#### Bloc de texte
•••••

L'ancien Premier ministre japonais Shinzo Abe. (Source : VOI)
L'ancien Premier ministre japonais Shinzo Abe. (Source : VOI)
La sidération. L’ancien chef du gouvernement japonais Shinzo Abe a été abattu ce vendredi 8 juillet alors qu’il faisait campagne à Nara dans l’ouest du Japon pour un candidat de son parti, le Parti Libéral-Démocrate (PLD) au pouvoir. Avec sa mort, le Japon perd un dirigeant hors normes qui a été le premier dans son pays à se faire l’apôtre de Taïwan et à devenir un critique féroce du régime communiste chinois. Shinzo Abe fut aussi un dirigeant à la fois nationaliste à pragmatique, qui tenta sans y parvenir de modifier la Constitution pacifiste japonaise pour intervenir militairement hors de l’archipel. Quelles seront les conséquences de sa mort pour le Japon et sa place en Asie-Pacifique ?
Les circonstances de l’attentat dont il a été victime ne sont pas encore toutes très claires. Mais ce que l’on sait déjà est que Shinzo Abe, 67 ans, a été pris pour cible par un Japonais d’une quarantaine d’années, résident dans la même ville, qui a fait usage d’une arme qu’il aurait lui-même fabriquée, dans un pays où ce genre de crimes est extrêmement rare. Vendredi vers 11h30 heure locale, Abe prononçait un discours pour soutenir un candidat local du PLD aux élections sénatoriales de ce dimanche 10 juillet. Sur des images de la NHK montrant le moment de l’attaque, on voit Shinzo Abe debout sur un podium, puis une forte détonation retentit et de la fumée se dégage. Les spectateurs surpris par la détonation se baissent et plusieurs personnes en plaquent une autre à terre. Cible de deux ou trois tirs, l’ancien Premier ministre s’effondre. Immédiatement hospitalisé, inconscient et en arrêt cardio-respiratoire, il décède quelques heures plus tard.
« Cette attaque odieuse et barbare est absolument impardonnable, d’autant qu’elle s’est produite pendant une campagne électorale, le socle de la démocratie. Je condamne cet acte avec la plus grande fermeté », a réagi lors d’une conférence de presse l’un de ses successeurs Fumio Kishida, presque en larmes et la voix étranglée par l’émotion. Les préparatifs électoraux se poursuivront, a-t-il promis, car « nous devons absolument défendre les élections libres et équitables, qui sont le fondement de la démocratie » et « nous ne céderons jamais à la violence ».

•••••

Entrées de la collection

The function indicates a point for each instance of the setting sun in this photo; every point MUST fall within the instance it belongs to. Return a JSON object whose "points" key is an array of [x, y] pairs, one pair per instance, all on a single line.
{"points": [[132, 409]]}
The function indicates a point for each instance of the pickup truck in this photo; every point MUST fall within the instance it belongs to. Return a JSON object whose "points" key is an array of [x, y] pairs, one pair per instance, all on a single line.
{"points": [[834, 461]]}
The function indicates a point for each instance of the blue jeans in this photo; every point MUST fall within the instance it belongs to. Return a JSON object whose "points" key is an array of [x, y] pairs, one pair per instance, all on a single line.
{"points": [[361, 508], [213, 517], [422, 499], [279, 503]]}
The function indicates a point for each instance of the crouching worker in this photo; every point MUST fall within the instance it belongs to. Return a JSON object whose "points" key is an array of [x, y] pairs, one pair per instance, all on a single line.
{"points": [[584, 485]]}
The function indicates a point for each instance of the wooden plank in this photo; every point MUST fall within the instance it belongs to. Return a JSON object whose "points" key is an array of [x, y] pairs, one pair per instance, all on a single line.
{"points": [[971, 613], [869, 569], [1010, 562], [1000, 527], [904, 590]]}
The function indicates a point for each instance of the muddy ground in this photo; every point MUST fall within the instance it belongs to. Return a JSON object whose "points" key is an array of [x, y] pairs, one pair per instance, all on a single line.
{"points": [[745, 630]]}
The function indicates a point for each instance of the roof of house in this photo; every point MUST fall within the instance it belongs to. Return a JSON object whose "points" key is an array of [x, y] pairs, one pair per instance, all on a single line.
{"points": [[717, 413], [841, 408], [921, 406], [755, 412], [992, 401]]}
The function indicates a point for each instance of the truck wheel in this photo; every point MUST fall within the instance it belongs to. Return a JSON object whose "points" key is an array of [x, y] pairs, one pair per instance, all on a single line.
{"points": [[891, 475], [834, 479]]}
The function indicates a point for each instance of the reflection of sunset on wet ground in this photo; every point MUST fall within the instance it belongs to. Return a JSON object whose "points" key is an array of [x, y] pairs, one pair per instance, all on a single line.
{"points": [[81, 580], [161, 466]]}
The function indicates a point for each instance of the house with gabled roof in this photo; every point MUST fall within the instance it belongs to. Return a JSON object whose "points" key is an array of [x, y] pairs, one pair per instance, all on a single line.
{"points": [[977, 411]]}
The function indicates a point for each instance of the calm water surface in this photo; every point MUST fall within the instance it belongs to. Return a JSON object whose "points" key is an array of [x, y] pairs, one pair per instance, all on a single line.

•••••

#### Consigne
Recopiez le passage du texte sur la mort de Shinzo Abe, de « La sidération. L’ancien » à « en Asie-Pacifique ? ».

#### Exercice corrigé
La sidération. L’ancien chef du gouvernement japonais Shinzo Abe a été abattu ce vendredi 8 juillet alors qu’il faisait campagne à Nara dans l’ouest du Japon pour un candidat de son parti, le Parti Libéral-Démocrate (PLD) au pouvoir. Avec sa mort, le Japon perd un dirigeant hors normes qui a été le premier dans son pays à se faire l’apôtre de Taïwan et à devenir un critique féroce du régime communiste chinois. Shinzo Abe fut aussi un dirigeant à la fois nationaliste à pragmatique, qui tenta sans y parvenir de modifier la Constitution pacifiste japonaise pour intervenir militairement hors de l’archipel. Quelles seront les conséquences de sa mort pour le Japon et sa place en Asie-Pacifique ?